* **課題**: 冒頭の行から「319, 230, 345, 249」を含む行まで（両端を含む）の行を、「本文」と「回答」の2列からなるCSVで表すこと。本文と回答の組ごとにCSVの1行とし、各項目は改行を空白に置き換えたうえで、1つの二重引用符付きフィールドに収める。

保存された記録
+ + + + + + +

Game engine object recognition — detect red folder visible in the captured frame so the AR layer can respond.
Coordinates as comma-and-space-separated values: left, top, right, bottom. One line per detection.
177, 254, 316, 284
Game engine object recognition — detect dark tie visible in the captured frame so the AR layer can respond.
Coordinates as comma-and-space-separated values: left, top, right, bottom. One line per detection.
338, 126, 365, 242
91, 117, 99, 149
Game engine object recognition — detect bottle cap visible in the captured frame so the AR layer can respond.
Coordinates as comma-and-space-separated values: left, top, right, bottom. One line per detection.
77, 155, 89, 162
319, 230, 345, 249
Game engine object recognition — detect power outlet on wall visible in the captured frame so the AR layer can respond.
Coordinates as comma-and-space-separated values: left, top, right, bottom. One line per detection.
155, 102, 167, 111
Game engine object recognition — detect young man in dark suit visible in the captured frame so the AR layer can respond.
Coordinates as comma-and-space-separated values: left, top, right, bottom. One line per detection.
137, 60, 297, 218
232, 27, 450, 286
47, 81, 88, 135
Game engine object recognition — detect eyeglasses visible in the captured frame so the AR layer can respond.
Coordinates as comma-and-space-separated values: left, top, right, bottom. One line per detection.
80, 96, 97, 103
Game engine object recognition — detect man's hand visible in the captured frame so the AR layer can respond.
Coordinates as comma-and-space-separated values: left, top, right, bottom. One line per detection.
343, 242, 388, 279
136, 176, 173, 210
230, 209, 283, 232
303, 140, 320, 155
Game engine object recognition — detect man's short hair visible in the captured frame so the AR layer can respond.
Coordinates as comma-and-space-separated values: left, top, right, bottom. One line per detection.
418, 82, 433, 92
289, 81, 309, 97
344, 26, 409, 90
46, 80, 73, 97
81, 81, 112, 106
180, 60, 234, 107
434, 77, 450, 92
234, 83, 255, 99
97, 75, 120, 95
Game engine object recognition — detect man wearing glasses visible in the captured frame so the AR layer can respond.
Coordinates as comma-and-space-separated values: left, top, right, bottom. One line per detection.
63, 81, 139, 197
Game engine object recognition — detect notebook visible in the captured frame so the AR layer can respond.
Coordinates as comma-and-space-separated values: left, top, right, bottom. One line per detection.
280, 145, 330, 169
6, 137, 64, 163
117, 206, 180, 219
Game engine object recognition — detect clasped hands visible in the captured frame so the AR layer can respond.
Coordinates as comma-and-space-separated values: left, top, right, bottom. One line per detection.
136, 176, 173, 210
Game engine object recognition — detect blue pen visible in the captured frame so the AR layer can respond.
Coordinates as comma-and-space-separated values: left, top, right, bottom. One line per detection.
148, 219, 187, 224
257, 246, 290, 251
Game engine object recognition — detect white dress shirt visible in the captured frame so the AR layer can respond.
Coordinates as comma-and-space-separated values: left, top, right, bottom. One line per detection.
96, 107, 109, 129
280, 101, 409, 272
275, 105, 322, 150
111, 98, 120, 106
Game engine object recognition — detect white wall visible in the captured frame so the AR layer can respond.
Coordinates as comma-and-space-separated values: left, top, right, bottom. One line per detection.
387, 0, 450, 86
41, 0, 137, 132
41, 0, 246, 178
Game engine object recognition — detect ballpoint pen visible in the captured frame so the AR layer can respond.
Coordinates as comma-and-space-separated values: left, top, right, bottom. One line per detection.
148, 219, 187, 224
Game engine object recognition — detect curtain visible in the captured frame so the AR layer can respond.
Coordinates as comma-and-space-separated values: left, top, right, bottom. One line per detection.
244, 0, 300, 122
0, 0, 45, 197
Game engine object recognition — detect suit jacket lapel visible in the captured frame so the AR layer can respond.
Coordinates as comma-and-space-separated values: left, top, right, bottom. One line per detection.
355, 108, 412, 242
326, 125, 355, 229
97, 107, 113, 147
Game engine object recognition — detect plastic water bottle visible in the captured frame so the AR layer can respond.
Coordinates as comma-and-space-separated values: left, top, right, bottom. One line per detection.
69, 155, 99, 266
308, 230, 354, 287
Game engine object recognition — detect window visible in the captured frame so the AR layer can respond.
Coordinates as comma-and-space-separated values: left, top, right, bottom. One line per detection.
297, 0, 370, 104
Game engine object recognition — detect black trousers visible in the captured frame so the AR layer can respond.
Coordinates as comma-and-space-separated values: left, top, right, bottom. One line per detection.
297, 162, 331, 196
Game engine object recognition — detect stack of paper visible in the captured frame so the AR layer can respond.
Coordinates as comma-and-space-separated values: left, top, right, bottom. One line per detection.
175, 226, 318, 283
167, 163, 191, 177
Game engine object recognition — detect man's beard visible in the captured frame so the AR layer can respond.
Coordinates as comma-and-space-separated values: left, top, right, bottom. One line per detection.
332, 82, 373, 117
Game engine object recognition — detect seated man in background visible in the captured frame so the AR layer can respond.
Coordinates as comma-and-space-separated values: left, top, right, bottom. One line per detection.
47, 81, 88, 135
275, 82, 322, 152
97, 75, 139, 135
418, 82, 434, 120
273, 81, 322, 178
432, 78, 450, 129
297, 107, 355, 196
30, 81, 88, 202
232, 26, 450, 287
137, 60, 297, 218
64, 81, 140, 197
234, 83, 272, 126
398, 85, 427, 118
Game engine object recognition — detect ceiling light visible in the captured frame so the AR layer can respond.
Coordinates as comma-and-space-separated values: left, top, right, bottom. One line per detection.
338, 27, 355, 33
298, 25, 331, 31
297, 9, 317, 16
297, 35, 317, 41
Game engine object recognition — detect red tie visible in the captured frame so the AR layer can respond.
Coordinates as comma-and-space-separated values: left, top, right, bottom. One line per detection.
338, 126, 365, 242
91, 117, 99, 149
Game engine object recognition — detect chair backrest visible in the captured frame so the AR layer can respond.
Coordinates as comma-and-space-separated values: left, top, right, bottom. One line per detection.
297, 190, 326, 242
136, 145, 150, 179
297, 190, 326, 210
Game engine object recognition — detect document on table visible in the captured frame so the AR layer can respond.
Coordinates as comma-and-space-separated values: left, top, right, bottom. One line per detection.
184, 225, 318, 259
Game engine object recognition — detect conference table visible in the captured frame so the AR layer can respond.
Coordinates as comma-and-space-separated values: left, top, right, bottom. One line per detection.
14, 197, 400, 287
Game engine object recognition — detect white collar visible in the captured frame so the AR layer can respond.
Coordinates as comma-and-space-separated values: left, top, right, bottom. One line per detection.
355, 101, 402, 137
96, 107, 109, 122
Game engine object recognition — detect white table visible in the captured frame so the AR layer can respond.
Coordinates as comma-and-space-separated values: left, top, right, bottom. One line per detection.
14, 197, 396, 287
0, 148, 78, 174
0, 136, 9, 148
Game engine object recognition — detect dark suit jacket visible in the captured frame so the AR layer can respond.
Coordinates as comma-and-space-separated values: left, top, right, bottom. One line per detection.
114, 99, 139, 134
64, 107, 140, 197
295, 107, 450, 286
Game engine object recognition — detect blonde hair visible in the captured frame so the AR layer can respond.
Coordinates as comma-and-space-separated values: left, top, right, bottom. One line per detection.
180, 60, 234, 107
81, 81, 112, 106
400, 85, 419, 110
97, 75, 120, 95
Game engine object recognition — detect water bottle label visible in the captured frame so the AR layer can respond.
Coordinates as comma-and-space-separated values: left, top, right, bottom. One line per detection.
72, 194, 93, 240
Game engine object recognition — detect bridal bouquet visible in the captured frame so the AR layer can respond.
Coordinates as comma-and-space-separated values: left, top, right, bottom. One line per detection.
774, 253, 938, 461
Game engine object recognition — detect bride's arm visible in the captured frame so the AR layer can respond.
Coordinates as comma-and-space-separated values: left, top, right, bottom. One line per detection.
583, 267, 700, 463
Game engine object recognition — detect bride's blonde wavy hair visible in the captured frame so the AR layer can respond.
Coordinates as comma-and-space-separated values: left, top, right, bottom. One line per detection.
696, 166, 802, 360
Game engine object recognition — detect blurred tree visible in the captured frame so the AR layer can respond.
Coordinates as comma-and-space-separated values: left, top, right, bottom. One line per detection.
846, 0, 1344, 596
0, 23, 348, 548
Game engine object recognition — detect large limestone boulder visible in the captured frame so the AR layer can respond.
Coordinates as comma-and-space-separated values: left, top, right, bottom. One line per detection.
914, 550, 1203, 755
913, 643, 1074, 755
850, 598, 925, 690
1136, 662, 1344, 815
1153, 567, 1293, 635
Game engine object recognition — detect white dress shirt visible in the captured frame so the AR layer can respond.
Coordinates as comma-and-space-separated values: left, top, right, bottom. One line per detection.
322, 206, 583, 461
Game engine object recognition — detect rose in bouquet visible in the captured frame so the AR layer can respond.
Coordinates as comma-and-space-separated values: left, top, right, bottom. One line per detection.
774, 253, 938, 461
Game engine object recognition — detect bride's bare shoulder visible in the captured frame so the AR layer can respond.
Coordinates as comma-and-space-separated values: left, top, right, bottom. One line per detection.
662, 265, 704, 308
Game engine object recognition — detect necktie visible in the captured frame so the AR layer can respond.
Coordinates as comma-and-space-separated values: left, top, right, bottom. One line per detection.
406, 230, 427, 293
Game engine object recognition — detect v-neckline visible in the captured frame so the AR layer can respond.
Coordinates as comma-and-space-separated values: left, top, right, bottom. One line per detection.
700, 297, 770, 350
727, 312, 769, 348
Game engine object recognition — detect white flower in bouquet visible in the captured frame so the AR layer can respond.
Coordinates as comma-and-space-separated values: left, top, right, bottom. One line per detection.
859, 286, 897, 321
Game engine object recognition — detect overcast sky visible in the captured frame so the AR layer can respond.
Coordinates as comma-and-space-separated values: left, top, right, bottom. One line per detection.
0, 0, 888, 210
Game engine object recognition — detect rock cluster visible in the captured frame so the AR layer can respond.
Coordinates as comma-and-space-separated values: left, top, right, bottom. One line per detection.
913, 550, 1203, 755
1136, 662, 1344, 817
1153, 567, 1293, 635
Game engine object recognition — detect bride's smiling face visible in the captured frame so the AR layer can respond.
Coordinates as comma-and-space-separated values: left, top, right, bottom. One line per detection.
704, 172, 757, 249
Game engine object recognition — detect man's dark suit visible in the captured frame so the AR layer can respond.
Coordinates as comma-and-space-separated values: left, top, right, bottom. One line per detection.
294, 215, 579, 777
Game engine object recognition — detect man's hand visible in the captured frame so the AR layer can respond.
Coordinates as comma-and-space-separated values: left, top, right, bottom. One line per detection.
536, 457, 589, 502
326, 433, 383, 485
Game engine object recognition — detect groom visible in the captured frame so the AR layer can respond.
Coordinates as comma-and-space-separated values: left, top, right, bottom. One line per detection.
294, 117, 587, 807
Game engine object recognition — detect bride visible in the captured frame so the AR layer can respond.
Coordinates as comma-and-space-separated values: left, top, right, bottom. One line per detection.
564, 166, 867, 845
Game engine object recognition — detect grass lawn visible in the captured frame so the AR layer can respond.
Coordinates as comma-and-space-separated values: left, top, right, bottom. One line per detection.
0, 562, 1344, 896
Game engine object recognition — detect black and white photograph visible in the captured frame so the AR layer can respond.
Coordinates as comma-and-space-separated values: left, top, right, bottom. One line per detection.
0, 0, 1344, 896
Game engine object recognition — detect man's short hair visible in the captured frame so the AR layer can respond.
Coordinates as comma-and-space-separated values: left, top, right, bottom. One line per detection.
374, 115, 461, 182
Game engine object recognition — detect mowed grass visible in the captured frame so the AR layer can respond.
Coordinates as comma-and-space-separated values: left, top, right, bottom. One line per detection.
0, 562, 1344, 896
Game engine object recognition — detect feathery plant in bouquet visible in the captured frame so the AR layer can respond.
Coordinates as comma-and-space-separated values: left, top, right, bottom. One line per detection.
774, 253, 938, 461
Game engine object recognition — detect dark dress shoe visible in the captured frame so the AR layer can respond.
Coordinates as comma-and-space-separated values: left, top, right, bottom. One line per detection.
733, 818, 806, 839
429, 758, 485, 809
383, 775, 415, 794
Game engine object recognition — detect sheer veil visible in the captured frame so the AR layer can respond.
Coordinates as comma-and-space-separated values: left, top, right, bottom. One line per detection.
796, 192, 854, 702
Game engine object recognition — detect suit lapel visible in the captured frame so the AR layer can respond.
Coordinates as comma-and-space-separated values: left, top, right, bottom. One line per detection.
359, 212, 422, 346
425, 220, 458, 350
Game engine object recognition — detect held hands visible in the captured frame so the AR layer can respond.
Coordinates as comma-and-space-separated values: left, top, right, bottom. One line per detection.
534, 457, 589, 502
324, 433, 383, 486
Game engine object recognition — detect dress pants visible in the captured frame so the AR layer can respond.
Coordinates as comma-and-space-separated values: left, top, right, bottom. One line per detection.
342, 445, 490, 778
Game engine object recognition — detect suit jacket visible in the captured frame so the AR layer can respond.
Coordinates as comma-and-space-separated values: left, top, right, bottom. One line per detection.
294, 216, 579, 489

+ + + + + + +

* **課題の解答**:
本文,回答
"Game engine object recognition — detect red folder visible in the captured frame so the AR layer can respond. Coordinates as comma-and-space-separated values: left, top, right, bottom. One line per detection.","177, 254, 316, 284"
"Game engine object recognition — detect dark tie visible in the captured frame so the AR layer can respond. Coordinates as comma-and-space-separated values: left, top, right, bottom. One line per detection.","338, 126, 365, 242 91, 117, 99, 149"
"Game engine object recognition — detect bottle cap visible in the captured frame so the AR layer can respond. Coordinates as comma-and-space-separated values: left, top, right, bottom. One line per detection.","77, 155, 89, 162 319, 230, 345, 249"